──────── SOURCE EXTRACT

Byron Nicholson Scott (March 21, 1903 – December 21, 1991) was an American lawyer and politician. The Democrat Scott served as the second United States Representative for California's 18th congressional district for two terms, from 1935 to 1939.

Background
Scott was born on March 21, 1903 in Council Grove in Morris County, Kansas. He was raised in Council Grove, and went through the town's public school system. He went to the University of Kansas at Lawrence, and graduated from the school in 1924. After graduating, Scott became a teacher in Tucson, Arizona and taught there until 1926. Afterwards, he moved to go teach at public schools in Long Beach, California. During the while, he went to the University of Southern California where he obtained is Master's degree in 1930. He taught in Long Beach until 1934, when he got involved in politics.

Politics
Scott first served as a delegate to the California Democratic state convention in 1934. Scott also ran for the United States House of Representatives seat for California's recently formed 18th congressional district. After getting the Democratic nomination, he ran against Republican William Brayton. Scott defeated Brayton by capturing 56.3% of the vote, in comparison to his 43.2%. From June 23, 1936 to June 27, 1936, he served as a delegate in the Democratic National Convention held at Convention Hall in Philadelphia, Pennsylvania, in which they renominated Franklin D. Roosevelt to be the presidential candidate, and John Nance Garner as his vice-presidential running mate. Later that year, Scott ran for re-election as the representative for the 18th district, and easily defeated Republican challenger James F. Collins by more than 18,000 votes in a 58.9%-41.0% majority.

────────────────

▸ **STATED EXERCISE A**:
Arrange the records, from the line containing "Confirm that each instance of the striped" through the final line of the records, as a Markdown table with the columns "Row" and "Line", one row per line, skipping blank lines. Omit the pictures.
▸ **STATED EXERCISE B**:
Pick up the Byron Scott biography where it stops and continue it.
The records bear no relation to the Byron Scott biography.

──────── RECORDS FOR PROCESSING

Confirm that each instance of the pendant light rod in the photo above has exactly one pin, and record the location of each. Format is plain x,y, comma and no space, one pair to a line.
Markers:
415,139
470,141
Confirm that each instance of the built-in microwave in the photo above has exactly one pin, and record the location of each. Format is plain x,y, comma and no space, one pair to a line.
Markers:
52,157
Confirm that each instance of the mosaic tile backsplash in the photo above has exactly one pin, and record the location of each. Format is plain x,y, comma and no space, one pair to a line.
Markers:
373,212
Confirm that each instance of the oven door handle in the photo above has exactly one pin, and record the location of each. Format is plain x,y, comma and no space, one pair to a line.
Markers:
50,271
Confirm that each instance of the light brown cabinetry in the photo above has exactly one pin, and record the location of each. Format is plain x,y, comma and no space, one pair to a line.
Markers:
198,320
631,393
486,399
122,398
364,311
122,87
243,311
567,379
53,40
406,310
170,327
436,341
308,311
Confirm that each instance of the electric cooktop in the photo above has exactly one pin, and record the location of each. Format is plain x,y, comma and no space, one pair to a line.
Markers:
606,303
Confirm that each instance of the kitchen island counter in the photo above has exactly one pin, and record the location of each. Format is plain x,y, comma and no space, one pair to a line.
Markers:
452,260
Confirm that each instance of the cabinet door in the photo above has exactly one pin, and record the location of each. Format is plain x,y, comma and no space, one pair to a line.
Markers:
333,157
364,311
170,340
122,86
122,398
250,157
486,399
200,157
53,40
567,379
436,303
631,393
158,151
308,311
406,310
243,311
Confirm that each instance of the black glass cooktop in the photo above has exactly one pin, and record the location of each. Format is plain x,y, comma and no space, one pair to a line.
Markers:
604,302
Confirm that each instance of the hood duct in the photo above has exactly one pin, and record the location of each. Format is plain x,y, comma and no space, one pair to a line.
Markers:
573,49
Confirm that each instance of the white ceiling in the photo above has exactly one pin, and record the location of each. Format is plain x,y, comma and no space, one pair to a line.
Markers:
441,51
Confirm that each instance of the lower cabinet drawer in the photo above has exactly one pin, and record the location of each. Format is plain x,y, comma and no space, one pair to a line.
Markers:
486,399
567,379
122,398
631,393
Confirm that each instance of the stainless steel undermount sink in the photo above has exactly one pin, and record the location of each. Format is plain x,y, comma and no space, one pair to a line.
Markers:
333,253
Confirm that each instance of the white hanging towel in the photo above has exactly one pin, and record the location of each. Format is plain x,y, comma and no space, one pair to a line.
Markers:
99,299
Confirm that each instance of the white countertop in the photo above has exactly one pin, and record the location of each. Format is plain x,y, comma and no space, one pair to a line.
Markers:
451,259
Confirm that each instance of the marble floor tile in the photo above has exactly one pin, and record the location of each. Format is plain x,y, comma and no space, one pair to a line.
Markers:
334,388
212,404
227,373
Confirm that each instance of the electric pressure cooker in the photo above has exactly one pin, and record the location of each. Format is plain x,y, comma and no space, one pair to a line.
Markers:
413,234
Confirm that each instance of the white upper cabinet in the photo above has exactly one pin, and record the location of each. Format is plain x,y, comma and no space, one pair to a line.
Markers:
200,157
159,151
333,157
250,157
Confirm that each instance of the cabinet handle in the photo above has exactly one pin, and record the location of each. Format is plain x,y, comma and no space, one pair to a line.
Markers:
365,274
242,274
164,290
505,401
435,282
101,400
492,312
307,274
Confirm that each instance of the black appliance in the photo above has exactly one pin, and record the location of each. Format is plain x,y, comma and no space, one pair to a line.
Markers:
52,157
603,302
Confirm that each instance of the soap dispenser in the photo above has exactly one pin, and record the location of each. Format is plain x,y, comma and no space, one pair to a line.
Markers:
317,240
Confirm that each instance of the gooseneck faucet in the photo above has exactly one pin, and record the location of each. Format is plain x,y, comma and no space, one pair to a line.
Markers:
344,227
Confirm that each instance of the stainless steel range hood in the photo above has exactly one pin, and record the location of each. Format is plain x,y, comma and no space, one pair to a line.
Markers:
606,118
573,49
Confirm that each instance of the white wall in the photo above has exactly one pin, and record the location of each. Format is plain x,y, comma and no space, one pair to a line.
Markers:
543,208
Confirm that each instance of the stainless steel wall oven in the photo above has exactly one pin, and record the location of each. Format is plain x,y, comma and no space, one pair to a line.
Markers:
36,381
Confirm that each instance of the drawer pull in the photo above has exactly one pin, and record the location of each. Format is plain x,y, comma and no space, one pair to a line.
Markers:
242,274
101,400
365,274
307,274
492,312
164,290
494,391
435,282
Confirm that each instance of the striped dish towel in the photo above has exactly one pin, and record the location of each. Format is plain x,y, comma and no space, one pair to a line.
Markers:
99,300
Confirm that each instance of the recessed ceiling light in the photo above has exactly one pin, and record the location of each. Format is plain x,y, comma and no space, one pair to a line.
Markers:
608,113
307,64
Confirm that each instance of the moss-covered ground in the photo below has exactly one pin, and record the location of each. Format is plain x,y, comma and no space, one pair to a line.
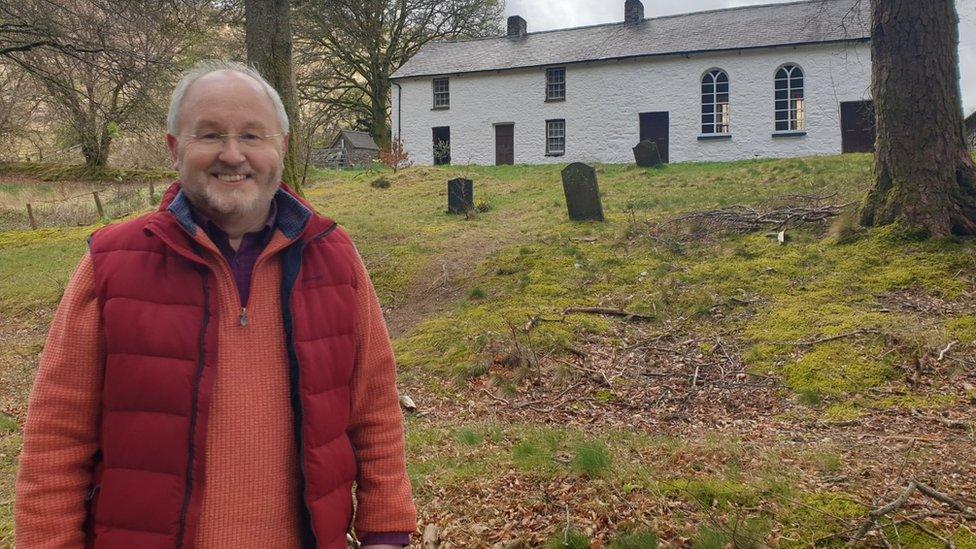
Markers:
842,327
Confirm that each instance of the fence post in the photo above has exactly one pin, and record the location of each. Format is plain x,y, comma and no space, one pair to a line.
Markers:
30,217
98,205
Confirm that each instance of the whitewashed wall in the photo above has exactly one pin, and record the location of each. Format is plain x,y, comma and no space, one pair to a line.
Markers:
603,100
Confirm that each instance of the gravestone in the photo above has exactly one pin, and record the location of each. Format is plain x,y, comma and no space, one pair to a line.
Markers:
582,193
460,196
646,154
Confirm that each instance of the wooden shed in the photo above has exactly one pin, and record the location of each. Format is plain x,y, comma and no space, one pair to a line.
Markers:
350,148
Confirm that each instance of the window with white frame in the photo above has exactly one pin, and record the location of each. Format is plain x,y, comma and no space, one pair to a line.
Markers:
715,102
789,99
556,84
442,93
555,137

────────────────

▸ **WRITTEN ANSWER A**:
| Row | Line |
|---|---|
| 1 | Confirm that each instance of the striped dish towel in the photo above has exactly one pin, and record the location of each. Format is plain x,y, comma and no space, one pair to a line. |
| 2 | Markers: |
| 3 | 99,300 |
| 4 | Confirm that each instance of the recessed ceiling light in the photo above has exactly one pin, and record the location of each. Format is plain x,y, comma and no space, one pair to a line. |
| 5 | Markers: |
| 6 | 608,113 |
| 7 | 307,64 |
| 8 | Confirm that each instance of the moss-covered ground in the photo below has exactly one pin, and record the location of each. Format is plain x,y, comma and no space, one pair to a line. |
| 9 | Markers: |
| 10 | 842,327 |
| 11 | Confirm that each instance of the fence post in the photo above has exactly one pin, and record the location of each. Format is plain x,y, comma and no space, one pair to a line. |
| 12 | Markers: |
| 13 | 30,217 |
| 14 | 98,205 |
| 15 | Confirm that each instance of the whitewashed wall in the photo above has exactly one pin, and record the location of each. Format is plain x,y, comma and no space, one pair to a line. |
| 16 | Markers: |
| 17 | 603,100 |
| 18 | Confirm that each instance of the gravestone in the photo above has exactly one pin, and record the location of each. Format is plain x,y, comma and no space, one pair to a line. |
| 19 | Markers: |
| 20 | 582,193 |
| 21 | 460,196 |
| 22 | 646,154 |
| 23 | Confirm that each instance of the wooden shed in the photo above has exactly one pin, and record the location of each. Format is plain x,y, comma and no space, one pair to a line. |
| 24 | Markers: |
| 25 | 350,148 |
| 26 | Confirm that each instance of the window with white frame in the photo above has exactly one pin, and record the location of each. Format is plain x,y, comma and no space, one pair to a line. |
| 27 | Markers: |
| 28 | 715,102 |
| 29 | 789,99 |
| 30 | 556,84 |
| 31 | 442,93 |
| 32 | 555,137 |

▸ **WRITTEN ANSWER B**:
In the 1938 House elections, Scott was challenged by Thomas M. Eaton. In a close race, Eaton squeezed past Scott by a mere 342 vote, or 0.3% margin. For the next two years, he served as the secretary of the California state Highway Commission. Scott again ran for the seat in 1940, but lost to Republican challenger Ward Johnson by a nearly 10% majority. After spending 1941 and 1942 in the construction business, Scott served on Roosevelt's World War II War Production Board in Washington, D.C. until the end of the war in 1945.

Law practice

Scott spent the next few years pursuing his Bachelor of Laws degree from the National University School of Law.  After graduating in 1949, he was admitted to the bar in Washington, D.C. where he started up his practice.

From 1953 to 1955, he represented U.S. Treasury official William Henry Taylor before the International Organization Employees Loyalty Board (IOELB).

In 1954, he represented U.S. Treasury official George A. Eddy during congressional loyalty/security hearings related to ongoing investigations into Eddy's Treasury superior Harry Dexter White.

In 1959, he represented Frank Kameny in his lawsuit against the Secretary of the Army.  Kameny, who had been fired "for homosexuality", filed the case challenging the US Government's ban on homosexual employees.  After summary judgment was granted at the Justice Department's request, Scott represented Kameny in his appeal.  Kameny worked alone after losing appeal, basing his Petition for Writ of Certiorari on a sample provided by Scott.  His was the first gay rights case to be presented to the United States Supreme Court.  Although the Court denied him certiorari, On June 29, 2009, John Berry (Director of the Office of Personnel Management) formally apologized to Kameny on behalf of the United States government.  Kameny's filings and other papers are housed in the Library of Congress. Scott retired from his law practice in 1979, and lived as a resident of Sun City, California until his death on December 21, 1991 at the age of 88.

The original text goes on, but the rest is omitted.